▶ [Data records]:
========================================================================

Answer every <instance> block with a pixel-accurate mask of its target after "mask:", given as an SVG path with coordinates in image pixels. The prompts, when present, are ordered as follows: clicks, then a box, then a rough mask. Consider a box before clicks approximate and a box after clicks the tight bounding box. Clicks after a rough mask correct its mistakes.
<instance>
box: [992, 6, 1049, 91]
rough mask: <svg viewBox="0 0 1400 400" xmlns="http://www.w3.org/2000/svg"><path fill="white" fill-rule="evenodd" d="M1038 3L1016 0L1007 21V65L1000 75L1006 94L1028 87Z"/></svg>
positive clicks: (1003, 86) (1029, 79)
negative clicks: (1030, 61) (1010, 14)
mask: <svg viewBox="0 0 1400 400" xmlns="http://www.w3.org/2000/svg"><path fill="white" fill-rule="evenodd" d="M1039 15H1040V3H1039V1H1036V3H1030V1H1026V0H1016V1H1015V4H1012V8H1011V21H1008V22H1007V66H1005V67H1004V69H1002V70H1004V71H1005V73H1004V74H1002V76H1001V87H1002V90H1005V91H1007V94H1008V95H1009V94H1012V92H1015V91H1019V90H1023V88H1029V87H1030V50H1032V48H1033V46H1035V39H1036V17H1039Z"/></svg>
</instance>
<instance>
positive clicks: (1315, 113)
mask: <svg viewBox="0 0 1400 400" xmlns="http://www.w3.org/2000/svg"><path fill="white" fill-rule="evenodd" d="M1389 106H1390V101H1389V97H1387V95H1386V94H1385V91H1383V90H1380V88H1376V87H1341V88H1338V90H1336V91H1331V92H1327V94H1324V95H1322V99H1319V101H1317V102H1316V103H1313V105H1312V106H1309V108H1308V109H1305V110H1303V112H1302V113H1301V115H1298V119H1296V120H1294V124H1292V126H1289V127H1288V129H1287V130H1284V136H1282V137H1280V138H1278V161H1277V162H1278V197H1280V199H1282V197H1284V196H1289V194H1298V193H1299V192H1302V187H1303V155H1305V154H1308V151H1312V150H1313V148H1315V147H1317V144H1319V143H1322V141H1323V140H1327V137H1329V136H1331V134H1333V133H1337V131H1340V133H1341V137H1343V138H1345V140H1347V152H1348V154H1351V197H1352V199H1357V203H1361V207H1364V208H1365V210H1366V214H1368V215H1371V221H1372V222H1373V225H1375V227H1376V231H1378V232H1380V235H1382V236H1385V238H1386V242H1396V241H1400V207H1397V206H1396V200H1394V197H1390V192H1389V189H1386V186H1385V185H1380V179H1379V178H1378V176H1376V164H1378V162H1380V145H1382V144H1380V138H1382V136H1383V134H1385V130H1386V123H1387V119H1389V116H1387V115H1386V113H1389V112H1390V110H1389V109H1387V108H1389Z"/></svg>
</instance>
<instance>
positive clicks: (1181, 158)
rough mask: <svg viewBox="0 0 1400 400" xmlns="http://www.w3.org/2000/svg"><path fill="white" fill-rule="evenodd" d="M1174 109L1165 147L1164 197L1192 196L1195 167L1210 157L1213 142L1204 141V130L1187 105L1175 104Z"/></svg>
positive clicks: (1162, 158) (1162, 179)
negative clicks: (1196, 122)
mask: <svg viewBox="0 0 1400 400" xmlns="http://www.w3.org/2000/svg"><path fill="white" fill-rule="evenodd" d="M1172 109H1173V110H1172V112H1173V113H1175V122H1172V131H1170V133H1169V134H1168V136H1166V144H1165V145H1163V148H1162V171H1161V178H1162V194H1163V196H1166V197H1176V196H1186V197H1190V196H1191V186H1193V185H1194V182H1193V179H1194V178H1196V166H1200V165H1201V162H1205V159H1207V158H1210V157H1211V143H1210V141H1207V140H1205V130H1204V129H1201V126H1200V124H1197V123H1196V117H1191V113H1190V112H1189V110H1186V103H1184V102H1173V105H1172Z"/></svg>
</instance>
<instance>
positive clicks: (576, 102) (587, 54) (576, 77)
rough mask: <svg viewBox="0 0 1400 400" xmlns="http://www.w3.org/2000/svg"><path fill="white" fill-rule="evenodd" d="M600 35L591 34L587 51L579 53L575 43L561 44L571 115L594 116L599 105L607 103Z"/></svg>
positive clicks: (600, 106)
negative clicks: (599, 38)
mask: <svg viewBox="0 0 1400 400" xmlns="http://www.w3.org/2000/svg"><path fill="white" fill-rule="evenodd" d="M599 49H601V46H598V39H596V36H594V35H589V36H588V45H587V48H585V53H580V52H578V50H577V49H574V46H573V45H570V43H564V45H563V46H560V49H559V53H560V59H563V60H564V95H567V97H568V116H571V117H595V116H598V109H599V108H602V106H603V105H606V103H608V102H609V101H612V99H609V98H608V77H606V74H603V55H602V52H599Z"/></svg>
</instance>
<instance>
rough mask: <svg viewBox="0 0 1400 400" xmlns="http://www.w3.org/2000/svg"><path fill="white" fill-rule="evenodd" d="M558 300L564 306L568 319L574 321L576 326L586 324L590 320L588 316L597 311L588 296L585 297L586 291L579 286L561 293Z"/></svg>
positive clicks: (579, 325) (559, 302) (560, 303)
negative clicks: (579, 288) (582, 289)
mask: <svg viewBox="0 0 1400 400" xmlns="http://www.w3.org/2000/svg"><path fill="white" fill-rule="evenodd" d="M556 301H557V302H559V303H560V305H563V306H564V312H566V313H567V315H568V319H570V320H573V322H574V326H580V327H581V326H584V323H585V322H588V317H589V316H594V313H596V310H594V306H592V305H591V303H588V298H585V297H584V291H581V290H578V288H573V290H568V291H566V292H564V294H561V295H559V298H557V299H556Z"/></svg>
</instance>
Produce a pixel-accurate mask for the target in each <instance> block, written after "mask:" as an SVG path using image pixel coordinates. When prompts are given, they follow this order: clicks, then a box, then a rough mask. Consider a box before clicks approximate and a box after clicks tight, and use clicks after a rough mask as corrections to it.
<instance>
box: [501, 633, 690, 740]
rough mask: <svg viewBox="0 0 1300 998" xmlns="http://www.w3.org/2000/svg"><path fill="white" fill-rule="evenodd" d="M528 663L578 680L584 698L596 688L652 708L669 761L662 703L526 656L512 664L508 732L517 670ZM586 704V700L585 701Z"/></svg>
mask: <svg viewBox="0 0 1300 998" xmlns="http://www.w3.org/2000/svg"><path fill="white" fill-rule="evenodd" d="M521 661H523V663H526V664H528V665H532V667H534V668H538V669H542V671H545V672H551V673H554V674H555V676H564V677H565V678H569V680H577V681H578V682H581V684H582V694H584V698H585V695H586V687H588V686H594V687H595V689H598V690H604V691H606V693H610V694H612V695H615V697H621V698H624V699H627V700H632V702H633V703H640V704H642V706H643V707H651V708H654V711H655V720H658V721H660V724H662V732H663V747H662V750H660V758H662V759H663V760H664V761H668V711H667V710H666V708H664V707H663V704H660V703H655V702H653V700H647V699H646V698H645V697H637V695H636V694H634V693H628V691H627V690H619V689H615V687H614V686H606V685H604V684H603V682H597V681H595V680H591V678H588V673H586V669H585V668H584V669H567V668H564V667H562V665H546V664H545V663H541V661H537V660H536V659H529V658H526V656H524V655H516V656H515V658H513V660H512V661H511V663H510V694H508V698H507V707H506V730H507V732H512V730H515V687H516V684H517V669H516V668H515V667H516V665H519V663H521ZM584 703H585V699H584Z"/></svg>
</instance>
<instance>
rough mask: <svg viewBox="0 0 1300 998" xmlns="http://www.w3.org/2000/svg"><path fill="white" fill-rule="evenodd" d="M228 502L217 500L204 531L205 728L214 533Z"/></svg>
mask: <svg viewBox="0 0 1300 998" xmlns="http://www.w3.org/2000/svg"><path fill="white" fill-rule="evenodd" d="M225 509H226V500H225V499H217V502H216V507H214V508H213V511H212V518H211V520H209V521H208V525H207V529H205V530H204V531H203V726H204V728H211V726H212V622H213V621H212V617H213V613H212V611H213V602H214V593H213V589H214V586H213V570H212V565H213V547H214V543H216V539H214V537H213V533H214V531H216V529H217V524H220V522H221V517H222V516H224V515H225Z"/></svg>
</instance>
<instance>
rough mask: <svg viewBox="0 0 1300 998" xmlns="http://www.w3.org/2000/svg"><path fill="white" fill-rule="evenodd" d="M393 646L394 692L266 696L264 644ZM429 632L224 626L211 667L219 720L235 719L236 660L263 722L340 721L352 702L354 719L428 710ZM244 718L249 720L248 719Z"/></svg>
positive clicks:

========================================================================

▶ [Directions for this task]: Retype the entries above exactly, but only from the line containing "109L1165 147L1164 197L1192" through the line containing "positive clicks: (579, 325)", both included.

▶ [Solution below]:
rough mask: <svg viewBox="0 0 1400 400" xmlns="http://www.w3.org/2000/svg"><path fill="white" fill-rule="evenodd" d="M1174 109L1165 147L1164 197L1192 196L1195 167L1210 157L1213 142L1204 141V130L1187 105L1175 104Z"/></svg>
positive clicks: (1162, 158) (1162, 179)
negative clicks: (1196, 122)
mask: <svg viewBox="0 0 1400 400" xmlns="http://www.w3.org/2000/svg"><path fill="white" fill-rule="evenodd" d="M1172 109H1173V110H1172V112H1173V113H1175V122H1172V131H1170V133H1169V134H1168V136H1166V144H1165V145H1163V148H1162V171H1161V178H1162V194H1163V196H1166V197H1176V196H1186V197H1190V196H1191V186H1193V185H1194V182H1193V179H1194V178H1196V166H1200V165H1201V162H1205V159H1207V158H1210V157H1211V143H1210V141H1207V140H1205V130H1204V129H1201V126H1200V124H1197V123H1196V117H1191V113H1190V112H1189V110H1186V103H1184V102H1173V105H1172Z"/></svg>
</instance>
<instance>
positive clicks: (576, 102) (587, 54) (576, 77)
rough mask: <svg viewBox="0 0 1400 400" xmlns="http://www.w3.org/2000/svg"><path fill="white" fill-rule="evenodd" d="M600 35L591 34L587 51L579 53L575 43L561 44L571 115L594 116L599 105L607 103Z"/></svg>
positive clicks: (600, 106)
negative clicks: (599, 38)
mask: <svg viewBox="0 0 1400 400" xmlns="http://www.w3.org/2000/svg"><path fill="white" fill-rule="evenodd" d="M599 49H601V46H598V39H596V36H594V35H589V36H588V45H587V48H585V53H580V52H578V50H577V49H574V46H573V45H570V43H564V45H563V46H560V49H559V53H560V59H563V60H564V95H567V97H568V116H571V117H595V116H598V109H599V108H602V106H603V105H606V103H608V102H609V101H612V99H609V98H608V77H606V74H603V55H602V52H599Z"/></svg>
</instance>
<instance>
rough mask: <svg viewBox="0 0 1400 400" xmlns="http://www.w3.org/2000/svg"><path fill="white" fill-rule="evenodd" d="M558 300L564 306L568 319L574 321L576 326L586 324L590 320L588 316L597 311L588 296L585 297L586 291L579 286L561 293Z"/></svg>
positive clicks: (579, 325) (559, 302) (560, 303)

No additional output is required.